● DIRECTIVE
Find the line that contains "A point marks every instance of the mirror" and print it and every line after it, exactly, please.

+++ EXTRACTED INFORMATION +++

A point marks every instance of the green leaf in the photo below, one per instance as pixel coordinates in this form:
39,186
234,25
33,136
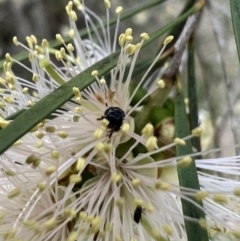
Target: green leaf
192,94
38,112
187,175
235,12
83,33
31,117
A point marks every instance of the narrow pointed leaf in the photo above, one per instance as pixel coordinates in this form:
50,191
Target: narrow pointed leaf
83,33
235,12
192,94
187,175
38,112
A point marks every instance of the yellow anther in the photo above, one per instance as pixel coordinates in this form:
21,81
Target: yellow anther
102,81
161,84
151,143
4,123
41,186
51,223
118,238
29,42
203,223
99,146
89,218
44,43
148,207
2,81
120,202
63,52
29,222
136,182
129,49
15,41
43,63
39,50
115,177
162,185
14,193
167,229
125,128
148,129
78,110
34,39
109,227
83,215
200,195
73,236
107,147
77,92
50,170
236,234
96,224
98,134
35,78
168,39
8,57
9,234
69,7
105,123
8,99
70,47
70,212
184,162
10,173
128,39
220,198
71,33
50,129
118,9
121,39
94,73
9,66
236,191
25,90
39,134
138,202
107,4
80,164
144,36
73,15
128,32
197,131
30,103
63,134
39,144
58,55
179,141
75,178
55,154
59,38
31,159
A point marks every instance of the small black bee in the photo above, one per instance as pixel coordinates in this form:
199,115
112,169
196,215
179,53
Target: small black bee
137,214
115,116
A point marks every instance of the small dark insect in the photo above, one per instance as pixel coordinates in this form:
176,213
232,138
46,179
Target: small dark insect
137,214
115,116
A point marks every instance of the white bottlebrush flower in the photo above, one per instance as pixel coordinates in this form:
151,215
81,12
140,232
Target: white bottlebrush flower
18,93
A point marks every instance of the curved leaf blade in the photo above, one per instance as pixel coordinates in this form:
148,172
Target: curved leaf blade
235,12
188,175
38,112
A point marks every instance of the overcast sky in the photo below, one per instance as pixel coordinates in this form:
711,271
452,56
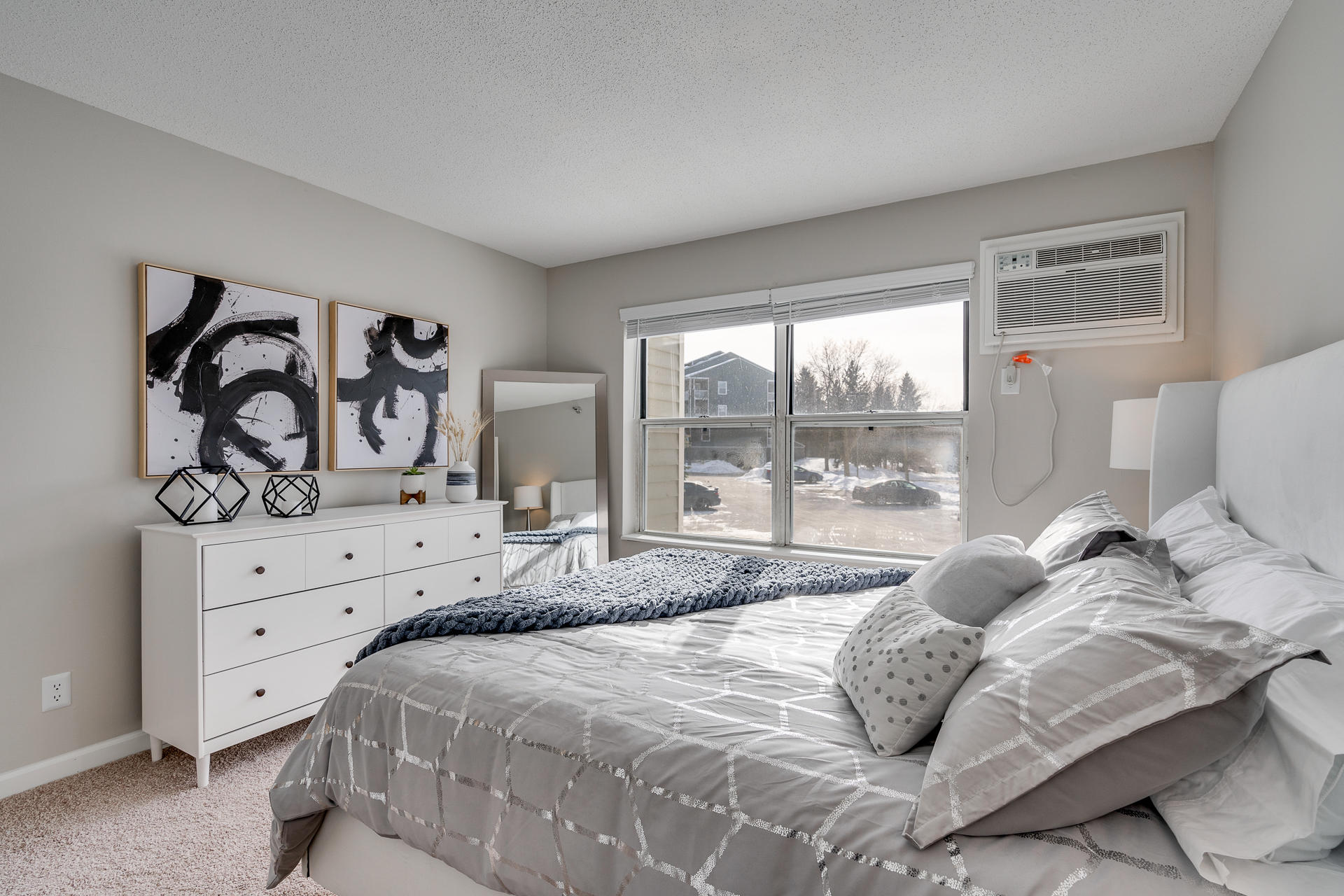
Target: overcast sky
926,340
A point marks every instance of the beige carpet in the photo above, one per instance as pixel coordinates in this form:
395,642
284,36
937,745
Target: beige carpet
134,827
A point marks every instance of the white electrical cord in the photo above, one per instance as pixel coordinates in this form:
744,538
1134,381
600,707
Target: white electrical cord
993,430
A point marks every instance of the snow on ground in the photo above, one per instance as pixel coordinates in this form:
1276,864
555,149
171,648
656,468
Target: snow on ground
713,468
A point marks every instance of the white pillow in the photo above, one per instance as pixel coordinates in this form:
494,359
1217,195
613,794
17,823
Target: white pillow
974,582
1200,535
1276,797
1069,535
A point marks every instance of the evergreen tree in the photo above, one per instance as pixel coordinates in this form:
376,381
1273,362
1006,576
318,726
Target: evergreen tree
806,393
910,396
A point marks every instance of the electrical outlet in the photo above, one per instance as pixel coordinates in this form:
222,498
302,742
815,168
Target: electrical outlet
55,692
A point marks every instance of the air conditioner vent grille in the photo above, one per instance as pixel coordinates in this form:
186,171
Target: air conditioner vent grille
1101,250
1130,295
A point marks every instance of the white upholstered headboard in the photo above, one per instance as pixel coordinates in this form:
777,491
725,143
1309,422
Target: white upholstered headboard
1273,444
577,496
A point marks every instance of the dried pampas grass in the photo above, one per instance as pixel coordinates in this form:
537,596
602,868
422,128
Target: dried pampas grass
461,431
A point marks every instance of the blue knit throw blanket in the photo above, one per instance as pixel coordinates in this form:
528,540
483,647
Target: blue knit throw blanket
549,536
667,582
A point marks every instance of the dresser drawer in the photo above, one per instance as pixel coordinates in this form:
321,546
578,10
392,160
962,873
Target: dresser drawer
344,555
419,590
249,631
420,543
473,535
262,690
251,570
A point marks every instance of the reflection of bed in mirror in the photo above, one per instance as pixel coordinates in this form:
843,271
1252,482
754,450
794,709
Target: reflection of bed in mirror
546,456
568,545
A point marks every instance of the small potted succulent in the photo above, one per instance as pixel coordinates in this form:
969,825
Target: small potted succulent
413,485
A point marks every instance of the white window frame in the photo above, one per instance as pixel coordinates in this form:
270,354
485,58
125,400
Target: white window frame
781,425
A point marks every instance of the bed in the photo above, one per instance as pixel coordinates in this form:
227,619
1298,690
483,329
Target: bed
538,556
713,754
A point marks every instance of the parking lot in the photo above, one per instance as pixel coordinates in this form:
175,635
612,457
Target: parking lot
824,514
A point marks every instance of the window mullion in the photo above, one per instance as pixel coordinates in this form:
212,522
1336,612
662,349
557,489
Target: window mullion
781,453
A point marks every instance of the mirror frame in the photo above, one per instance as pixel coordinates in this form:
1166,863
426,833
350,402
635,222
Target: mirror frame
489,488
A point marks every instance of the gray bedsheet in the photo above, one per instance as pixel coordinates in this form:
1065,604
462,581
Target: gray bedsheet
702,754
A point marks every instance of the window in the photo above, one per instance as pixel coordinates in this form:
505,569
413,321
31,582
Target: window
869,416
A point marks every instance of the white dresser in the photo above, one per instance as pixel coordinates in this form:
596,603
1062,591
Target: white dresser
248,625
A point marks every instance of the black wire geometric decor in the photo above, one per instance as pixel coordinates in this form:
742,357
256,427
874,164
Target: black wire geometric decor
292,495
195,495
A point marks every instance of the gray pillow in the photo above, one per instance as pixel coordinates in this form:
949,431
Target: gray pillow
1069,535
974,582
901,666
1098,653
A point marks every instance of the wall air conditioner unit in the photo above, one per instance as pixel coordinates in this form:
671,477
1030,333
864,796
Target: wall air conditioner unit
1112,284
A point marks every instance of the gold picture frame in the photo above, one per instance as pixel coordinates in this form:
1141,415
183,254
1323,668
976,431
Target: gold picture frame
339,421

+++

● THE REPLY
A point marks every instance of the mirror frame in the photo above, one per instance as pixel coordinates in this form:
1166,863
426,833
350,402
635,222
Target: mirror frame
489,488
A point marks every instance of the gray bedsheet in the photo above, one per instance as pixel coordinates in this form:
1065,604
462,581
Target: gray bedsheet
702,754
A point marks every instance of the window in the photo above, one per instance as pixel coordinates in this form:
505,569
413,321
31,582
Target: window
869,416
A point marks every instance of the white dresser in the photo above, one per instance as pixel coordinates in this form:
596,603
1062,591
Target: white dresser
248,625
A point marks every instance of the black wire geometric decor in the photo above, one per instance as pixel coordinates in this form:
742,357
256,427
874,164
Target: black wire geometric decor
292,495
195,495
A point marks every instance of the gray pillow in the photo above, one per instance as pixel coordinates in this form:
949,431
Target: gray pillow
1069,535
974,582
901,666
1098,653
A point marks every instance of the wall air conditioner unit in the photo above, one per instance as pixel coordinates in this form:
671,477
1030,333
864,796
Target: wall air conditioner unit
1112,284
A point marks every instance of the gold picture frame in the photo above, one per instance as pixel coordinates in this form:
1141,415
183,254
1323,668
976,431
Target: gold picture frame
339,421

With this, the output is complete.